— The records —
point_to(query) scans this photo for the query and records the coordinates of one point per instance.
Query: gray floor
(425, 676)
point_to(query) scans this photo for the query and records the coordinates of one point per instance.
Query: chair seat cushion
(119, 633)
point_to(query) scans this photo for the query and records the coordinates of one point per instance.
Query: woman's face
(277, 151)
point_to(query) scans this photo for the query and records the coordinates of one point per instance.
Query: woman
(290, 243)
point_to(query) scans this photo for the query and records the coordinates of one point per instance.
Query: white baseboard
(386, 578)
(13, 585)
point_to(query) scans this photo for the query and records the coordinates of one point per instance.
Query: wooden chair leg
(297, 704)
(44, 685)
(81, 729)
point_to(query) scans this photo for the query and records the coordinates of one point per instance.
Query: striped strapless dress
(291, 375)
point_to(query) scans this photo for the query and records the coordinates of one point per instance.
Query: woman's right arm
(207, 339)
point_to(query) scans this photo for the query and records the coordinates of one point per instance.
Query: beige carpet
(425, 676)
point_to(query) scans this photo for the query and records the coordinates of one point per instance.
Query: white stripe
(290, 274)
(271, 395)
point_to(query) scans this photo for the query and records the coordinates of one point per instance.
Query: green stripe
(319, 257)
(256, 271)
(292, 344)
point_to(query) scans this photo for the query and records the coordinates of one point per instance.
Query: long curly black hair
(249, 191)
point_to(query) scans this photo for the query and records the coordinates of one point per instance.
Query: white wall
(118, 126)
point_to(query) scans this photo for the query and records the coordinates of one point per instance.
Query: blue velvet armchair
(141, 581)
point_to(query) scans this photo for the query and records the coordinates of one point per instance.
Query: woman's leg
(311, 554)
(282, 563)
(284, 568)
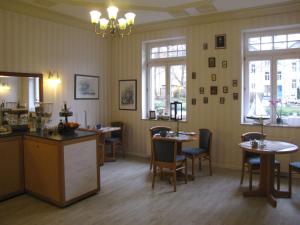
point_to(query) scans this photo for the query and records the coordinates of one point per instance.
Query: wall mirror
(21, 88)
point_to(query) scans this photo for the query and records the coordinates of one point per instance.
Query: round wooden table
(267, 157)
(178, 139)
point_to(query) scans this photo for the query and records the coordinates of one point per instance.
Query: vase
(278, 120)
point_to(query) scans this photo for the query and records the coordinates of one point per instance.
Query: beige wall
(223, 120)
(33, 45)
* * *
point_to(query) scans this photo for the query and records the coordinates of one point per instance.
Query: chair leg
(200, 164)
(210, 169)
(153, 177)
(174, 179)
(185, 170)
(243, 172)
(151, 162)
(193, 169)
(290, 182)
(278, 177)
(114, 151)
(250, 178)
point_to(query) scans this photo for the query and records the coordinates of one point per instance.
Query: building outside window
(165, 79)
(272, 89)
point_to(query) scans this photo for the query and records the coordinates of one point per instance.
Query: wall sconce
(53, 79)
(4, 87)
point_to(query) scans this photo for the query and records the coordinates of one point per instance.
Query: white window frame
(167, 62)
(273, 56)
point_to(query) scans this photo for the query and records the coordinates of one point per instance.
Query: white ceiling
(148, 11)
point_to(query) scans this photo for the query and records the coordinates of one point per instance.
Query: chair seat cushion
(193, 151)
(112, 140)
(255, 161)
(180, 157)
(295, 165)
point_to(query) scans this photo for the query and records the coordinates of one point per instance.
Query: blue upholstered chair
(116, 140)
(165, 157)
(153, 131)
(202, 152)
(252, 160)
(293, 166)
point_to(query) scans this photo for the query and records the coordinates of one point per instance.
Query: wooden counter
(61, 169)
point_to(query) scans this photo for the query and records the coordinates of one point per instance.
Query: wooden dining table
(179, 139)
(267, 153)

— Short task —
Find every line of the material above that contains the string "wooden" and copy each one.

— Correct response —
Query: wooden chair leg
Query: round wooden table
Query: wooden counter
Query: wooden dining table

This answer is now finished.